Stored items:
:::::

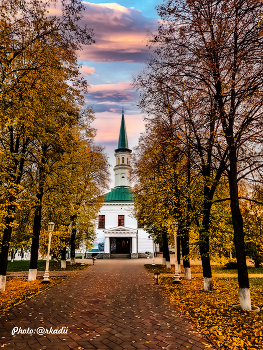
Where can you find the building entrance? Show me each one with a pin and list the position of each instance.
(120, 245)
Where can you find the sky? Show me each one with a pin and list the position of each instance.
(109, 65)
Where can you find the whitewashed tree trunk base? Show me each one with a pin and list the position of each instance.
(187, 273)
(2, 283)
(208, 285)
(244, 297)
(32, 274)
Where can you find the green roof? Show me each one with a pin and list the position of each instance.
(123, 141)
(119, 194)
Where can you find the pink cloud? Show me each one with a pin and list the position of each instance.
(85, 70)
(120, 33)
(120, 92)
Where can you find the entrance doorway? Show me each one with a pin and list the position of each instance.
(120, 245)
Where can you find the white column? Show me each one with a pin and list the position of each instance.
(107, 245)
(134, 245)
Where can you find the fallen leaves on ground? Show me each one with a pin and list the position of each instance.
(18, 289)
(214, 313)
(23, 265)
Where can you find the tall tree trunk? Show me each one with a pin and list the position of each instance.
(243, 281)
(185, 236)
(73, 239)
(166, 254)
(32, 273)
(204, 243)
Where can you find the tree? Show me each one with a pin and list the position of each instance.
(216, 47)
(33, 46)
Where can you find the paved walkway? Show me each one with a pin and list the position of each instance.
(111, 305)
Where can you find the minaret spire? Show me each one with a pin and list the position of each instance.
(122, 168)
(123, 140)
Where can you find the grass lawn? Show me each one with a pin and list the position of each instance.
(23, 265)
(18, 289)
(213, 312)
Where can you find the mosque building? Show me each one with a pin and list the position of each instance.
(118, 234)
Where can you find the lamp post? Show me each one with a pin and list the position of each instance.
(83, 262)
(176, 268)
(46, 274)
(153, 263)
(156, 276)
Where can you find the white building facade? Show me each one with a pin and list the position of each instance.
(118, 235)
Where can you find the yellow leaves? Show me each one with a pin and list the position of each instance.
(18, 289)
(214, 312)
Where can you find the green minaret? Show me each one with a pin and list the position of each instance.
(123, 140)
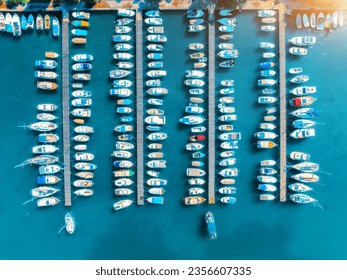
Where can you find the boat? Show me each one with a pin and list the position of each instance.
(49, 169)
(155, 200)
(228, 21)
(267, 187)
(192, 120)
(266, 45)
(122, 204)
(266, 65)
(31, 22)
(227, 63)
(303, 133)
(228, 53)
(47, 22)
(193, 200)
(46, 64)
(266, 179)
(298, 187)
(266, 99)
(268, 162)
(320, 22)
(81, 15)
(47, 201)
(306, 177)
(196, 46)
(267, 28)
(194, 13)
(301, 198)
(229, 172)
(303, 41)
(47, 180)
(48, 138)
(194, 146)
(228, 199)
(39, 22)
(268, 126)
(55, 27)
(298, 51)
(306, 167)
(196, 27)
(295, 70)
(16, 26)
(267, 197)
(299, 156)
(266, 13)
(302, 101)
(43, 191)
(85, 166)
(298, 21)
(48, 75)
(313, 21)
(266, 82)
(156, 191)
(300, 79)
(156, 38)
(43, 126)
(81, 112)
(226, 28)
(265, 135)
(264, 144)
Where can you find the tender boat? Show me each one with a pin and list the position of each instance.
(193, 200)
(47, 201)
(122, 204)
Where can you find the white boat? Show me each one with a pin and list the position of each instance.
(47, 201)
(267, 28)
(303, 41)
(122, 204)
(299, 156)
(298, 51)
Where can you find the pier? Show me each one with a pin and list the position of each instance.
(66, 113)
(283, 103)
(211, 106)
(139, 110)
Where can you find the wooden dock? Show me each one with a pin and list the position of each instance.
(139, 110)
(283, 104)
(211, 107)
(66, 111)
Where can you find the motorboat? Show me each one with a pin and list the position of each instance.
(298, 51)
(299, 156)
(47, 201)
(303, 133)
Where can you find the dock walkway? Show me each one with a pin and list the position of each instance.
(139, 110)
(66, 113)
(283, 104)
(211, 107)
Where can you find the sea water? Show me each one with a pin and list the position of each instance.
(249, 229)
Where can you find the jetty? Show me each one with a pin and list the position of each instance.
(139, 110)
(66, 113)
(283, 103)
(211, 107)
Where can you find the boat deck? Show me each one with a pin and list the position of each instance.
(283, 104)
(66, 113)
(211, 107)
(139, 110)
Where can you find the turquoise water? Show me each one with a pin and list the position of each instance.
(247, 230)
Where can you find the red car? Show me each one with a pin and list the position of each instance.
(196, 138)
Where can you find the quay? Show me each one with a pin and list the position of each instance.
(139, 110)
(283, 103)
(211, 107)
(66, 113)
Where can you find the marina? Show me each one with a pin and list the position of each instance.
(249, 115)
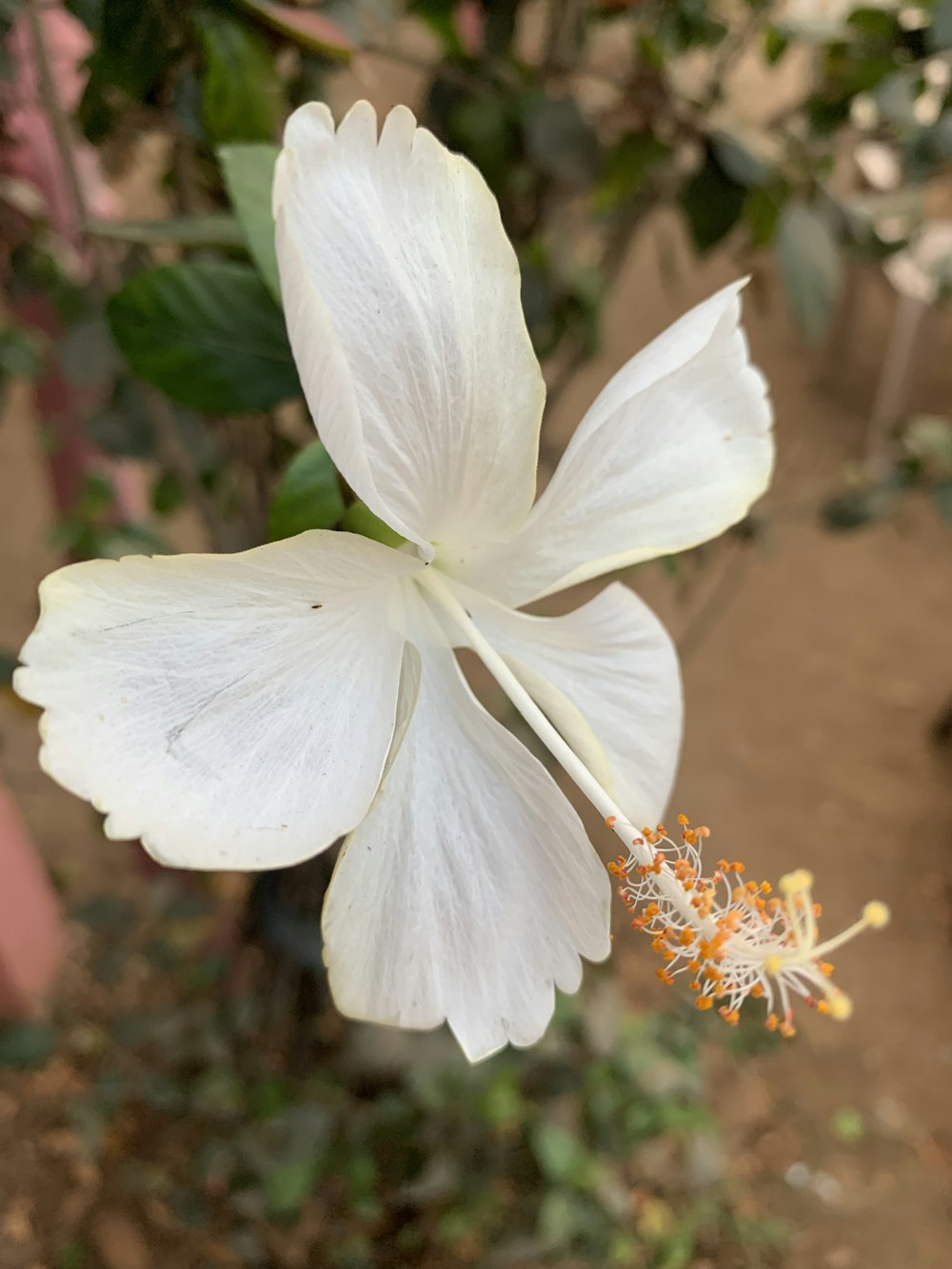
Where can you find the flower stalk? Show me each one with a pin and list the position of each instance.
(735, 938)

:::::

Reproduce every line of the stored items above without changing a character, but omit the pictures.

[Exercise solution]:
Where can you find the building entrance? Show me each one with a pin and list the position of each instance.
(120, 245)
Where can you find the sky? Show me each one with a pin and list the position of each instance.
(109, 65)
Where can you find the whitewashed tree trunk base? Show me each one with a pin and list the position of each instance.
(187, 273)
(2, 283)
(208, 285)
(244, 297)
(32, 274)
Where can you find the green roof? Show me each one with a pin and list the position of each instance.
(123, 141)
(119, 194)
Where can you find the pink cloud? Show me each one with a pin and list the position of each instance.
(85, 70)
(120, 33)
(120, 92)
Where can you find the entrance doorway? Show me each one with a pin and list the position of each instance.
(120, 245)
Where can you find the white column? Show me each one with a pin and list the position of each instance.
(107, 245)
(134, 245)
Where can you find the fallen leaves on ground? Show me each one with a pin and list the position of each instance.
(18, 289)
(214, 313)
(23, 265)
Where can you find the tall tree trunk? Show me each one with a pin and list the position of each instance.
(243, 281)
(185, 236)
(73, 239)
(166, 254)
(32, 273)
(204, 243)
Where can you find the tree? Show me each one with a pin and list the position of each instance.
(216, 47)
(33, 46)
Where can you find the paved walkway? Show me each one with a pin and list the position of each instance.
(111, 305)
Where can you find the minaret spire? Show me each one with a pin and list the position of each instance.
(122, 168)
(123, 140)
Where can you find the grass lawn? Show me each one with a pin and list the position of each instance.
(23, 265)
(18, 289)
(213, 312)
Where can you find the mosque building? Show me each one with a pin and list the position of each instance.
(118, 234)
Where can you find the lamp post? Show me each one with a pin and list the position of each instance.
(83, 262)
(176, 268)
(46, 274)
(153, 263)
(156, 276)
Where can you find the white building facade? Show me each one with a pin and list the position of each instance.
(118, 235)
Where can you find the yellow leaves? Show me each one with a pin and list the position of each instance.
(18, 289)
(214, 312)
Where can you find the green minaret? Show me each one with a pin and list the position of each instance.
(123, 140)
Where can you find the boat? Show me each one with a pin and list the position of each instance.
(49, 169)
(155, 200)
(228, 21)
(267, 187)
(192, 120)
(266, 45)
(122, 204)
(266, 65)
(31, 22)
(227, 63)
(303, 133)
(228, 53)
(47, 22)
(193, 200)
(46, 64)
(266, 179)
(298, 187)
(266, 99)
(268, 162)
(320, 22)
(81, 15)
(47, 201)
(306, 177)
(196, 46)
(267, 28)
(194, 13)
(301, 198)
(229, 172)
(303, 41)
(47, 180)
(48, 138)
(194, 146)
(228, 199)
(39, 22)
(268, 126)
(55, 27)
(298, 51)
(306, 167)
(196, 27)
(295, 70)
(16, 26)
(267, 197)
(299, 156)
(266, 13)
(302, 101)
(43, 191)
(85, 166)
(298, 21)
(48, 75)
(313, 21)
(266, 82)
(156, 191)
(300, 79)
(156, 38)
(43, 126)
(81, 112)
(226, 28)
(265, 135)
(264, 144)
Where can you find the tender boat? Show me each one with a pin and list the position of each instance.
(193, 200)
(47, 201)
(122, 204)
Where can you find the white boat? Show me each one with a pin and list the position of each instance.
(47, 201)
(267, 28)
(303, 41)
(122, 204)
(299, 156)
(298, 51)
Where can you find the pier? Show me each one with a pin and list the position of each instance.
(66, 113)
(283, 103)
(211, 106)
(139, 110)
Where can you find the wooden dock? Show me each one with a pin and list the position of each instance.
(139, 110)
(283, 104)
(211, 107)
(66, 111)
Where can you find the motorboat? Show me each one with a pin and list the position of each instance.
(298, 51)
(299, 156)
(47, 201)
(303, 133)
Where can you find the dock walkway? Show me each one with a pin and list the position of each instance.
(139, 110)
(66, 113)
(283, 104)
(211, 107)
Where can you find the sea water? Show me each one with a pin and list the position of each instance.
(249, 229)
Where can you find the jetty? Show me each one with a pin and list the position of each instance.
(139, 110)
(66, 113)
(283, 103)
(211, 107)
Where can you find the boat deck? Show me each one with a pin and list the position of each instance.
(283, 104)
(66, 113)
(211, 107)
(139, 110)
Where can you find the turquoise water? Show me each one with a pin and list the position of each instance.
(247, 230)
Where can you find the red car? Show me each one with a pin and list the position of each instance.
(196, 138)
Where can you find the quay? Show me each one with a pin and list the position of each instance.
(139, 110)
(283, 103)
(211, 107)
(66, 113)
Where can you find the marina? Show me each one with a pin and list the position of each instance.
(249, 115)
Where can you find the flower stalk? Show me each one with a pin and list the position of each instance.
(735, 938)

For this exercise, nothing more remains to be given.